| INPUT DATA |
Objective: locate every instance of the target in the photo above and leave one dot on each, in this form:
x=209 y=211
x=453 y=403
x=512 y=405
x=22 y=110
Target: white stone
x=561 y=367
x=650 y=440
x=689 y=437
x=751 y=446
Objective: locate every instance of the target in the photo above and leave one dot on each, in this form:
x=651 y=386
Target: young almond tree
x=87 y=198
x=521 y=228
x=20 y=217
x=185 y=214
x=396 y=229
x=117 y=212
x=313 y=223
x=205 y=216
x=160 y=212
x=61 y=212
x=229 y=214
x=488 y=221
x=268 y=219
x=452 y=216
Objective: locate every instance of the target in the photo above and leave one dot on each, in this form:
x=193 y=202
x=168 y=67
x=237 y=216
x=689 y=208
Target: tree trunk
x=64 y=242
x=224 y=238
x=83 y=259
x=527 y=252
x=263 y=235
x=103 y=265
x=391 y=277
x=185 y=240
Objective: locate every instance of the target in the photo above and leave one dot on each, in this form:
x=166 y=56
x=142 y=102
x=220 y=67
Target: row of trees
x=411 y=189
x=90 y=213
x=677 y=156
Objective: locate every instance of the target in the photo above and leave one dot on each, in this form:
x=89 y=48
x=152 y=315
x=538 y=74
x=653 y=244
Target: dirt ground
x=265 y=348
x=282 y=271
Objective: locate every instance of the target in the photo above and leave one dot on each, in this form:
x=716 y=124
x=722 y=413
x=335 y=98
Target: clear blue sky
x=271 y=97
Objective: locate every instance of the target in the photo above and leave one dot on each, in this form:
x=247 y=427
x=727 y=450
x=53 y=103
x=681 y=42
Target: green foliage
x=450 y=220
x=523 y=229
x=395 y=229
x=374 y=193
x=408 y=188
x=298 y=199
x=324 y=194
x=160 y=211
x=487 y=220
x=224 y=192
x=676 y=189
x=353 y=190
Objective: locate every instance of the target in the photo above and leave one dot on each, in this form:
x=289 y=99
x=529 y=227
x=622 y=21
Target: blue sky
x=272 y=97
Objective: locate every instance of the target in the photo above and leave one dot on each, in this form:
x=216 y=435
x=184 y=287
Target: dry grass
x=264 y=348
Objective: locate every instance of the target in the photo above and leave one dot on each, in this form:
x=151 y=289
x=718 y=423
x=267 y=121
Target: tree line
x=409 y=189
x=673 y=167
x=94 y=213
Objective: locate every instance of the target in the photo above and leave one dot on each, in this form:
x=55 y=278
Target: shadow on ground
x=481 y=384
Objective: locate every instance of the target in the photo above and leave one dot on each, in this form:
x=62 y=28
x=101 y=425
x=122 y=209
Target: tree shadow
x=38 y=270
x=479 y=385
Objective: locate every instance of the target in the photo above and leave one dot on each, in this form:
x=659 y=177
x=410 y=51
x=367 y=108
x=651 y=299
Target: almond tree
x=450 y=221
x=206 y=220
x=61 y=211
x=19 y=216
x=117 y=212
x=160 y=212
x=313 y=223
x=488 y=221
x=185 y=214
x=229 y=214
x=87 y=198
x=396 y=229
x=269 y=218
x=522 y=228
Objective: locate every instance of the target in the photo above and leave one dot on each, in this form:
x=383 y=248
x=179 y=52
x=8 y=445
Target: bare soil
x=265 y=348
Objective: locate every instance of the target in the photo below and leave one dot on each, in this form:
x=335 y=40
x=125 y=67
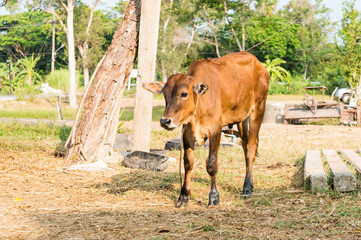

| PROBLEM DETAILS |
Copy out the full material exactly. Pictures should not appear in it.

| SOLUTION |
Objective: locate every instance of the target in the photo above and leave one dot on each, in this form:
x=209 y=211
x=453 y=403
x=512 y=405
x=22 y=110
Target: white stone
x=561 y=367
x=650 y=440
x=689 y=437
x=751 y=446
Objective: locate every instance of the target in the photo above and leave one dot on each, in this form:
x=651 y=386
Target: young almond tree
x=87 y=198
x=521 y=228
x=20 y=217
x=185 y=214
x=396 y=229
x=117 y=212
x=313 y=223
x=205 y=216
x=160 y=212
x=61 y=212
x=229 y=214
x=488 y=221
x=268 y=219
x=452 y=216
Objective: locate every instance of the target in the photo above and leave one dot on each, in this form:
x=193 y=202
x=168 y=67
x=237 y=216
x=689 y=208
Target: tree trunk
x=64 y=242
x=224 y=238
x=83 y=259
x=527 y=252
x=263 y=235
x=103 y=265
x=391 y=277
x=185 y=240
Objective: locate every instance of the target in the photo above and leave one dot on each, in this form:
x=166 y=56
x=142 y=102
x=220 y=67
Target: row of trees
x=411 y=189
x=90 y=213
x=677 y=156
Objective: locate every instance of the target in the photo above and leave one dot on each, in this form:
x=89 y=48
x=152 y=315
x=538 y=74
x=653 y=244
Target: dirt ground
x=265 y=348
x=282 y=271
Objective: locate every instance of the target in the photo above and leave one dot on each, in this form:
x=716 y=124
x=722 y=413
x=335 y=98
Target: clear blue sky
x=271 y=97
Objective: locate every instance of the target in the photo above and leave one dot on each, in this form:
x=247 y=427
x=727 y=450
x=53 y=103
x=681 y=42
Target: green foliage
x=450 y=220
x=523 y=229
x=395 y=229
x=374 y=193
x=408 y=188
x=298 y=199
x=324 y=194
x=160 y=211
x=487 y=220
x=224 y=192
x=676 y=189
x=353 y=190
Objective: locate every instance of the target in the photo above and leave one dot on each, in this form:
x=289 y=99
x=529 y=227
x=622 y=21
Target: blue sky
x=272 y=97
Objective: locate every instance of the target in the photo above and leave one dot on each, in this form:
x=216 y=435
x=184 y=287
Target: dry grass
x=264 y=348
Objective: locate every instance of the target in the photo above and leave one dot on each, in this form:
x=151 y=289
x=718 y=423
x=267 y=121
Target: tree line
x=409 y=189
x=673 y=167
x=94 y=213
Objective: locate every instance of the target in the photo above and leave one dot on each, in this form:
x=55 y=278
Target: shadow on ground
x=481 y=384
Objective: locate every instance of the target in the photo above and leave one dot on each, in this form:
x=62 y=28
x=101 y=425
x=122 y=209
Target: tree shadow
x=38 y=270
x=479 y=385
Objective: locate every instance of the target in the photo above and leave one dot on each, in this form:
x=659 y=177
x=410 y=51
x=367 y=108
x=651 y=299
Target: almond tree
x=450 y=221
x=206 y=220
x=61 y=211
x=19 y=216
x=117 y=212
x=160 y=212
x=313 y=223
x=488 y=221
x=185 y=214
x=229 y=214
x=87 y=198
x=396 y=229
x=269 y=218
x=522 y=228
Objective: locate every instance of the target in the photo above and leave one dot on each, in this form:
x=383 y=248
x=179 y=52
x=8 y=445
Target: bare soil
x=265 y=348
Objective: locate every instance of the target in the photo below and leave one dot on each, in this form:
x=335 y=40
x=125 y=67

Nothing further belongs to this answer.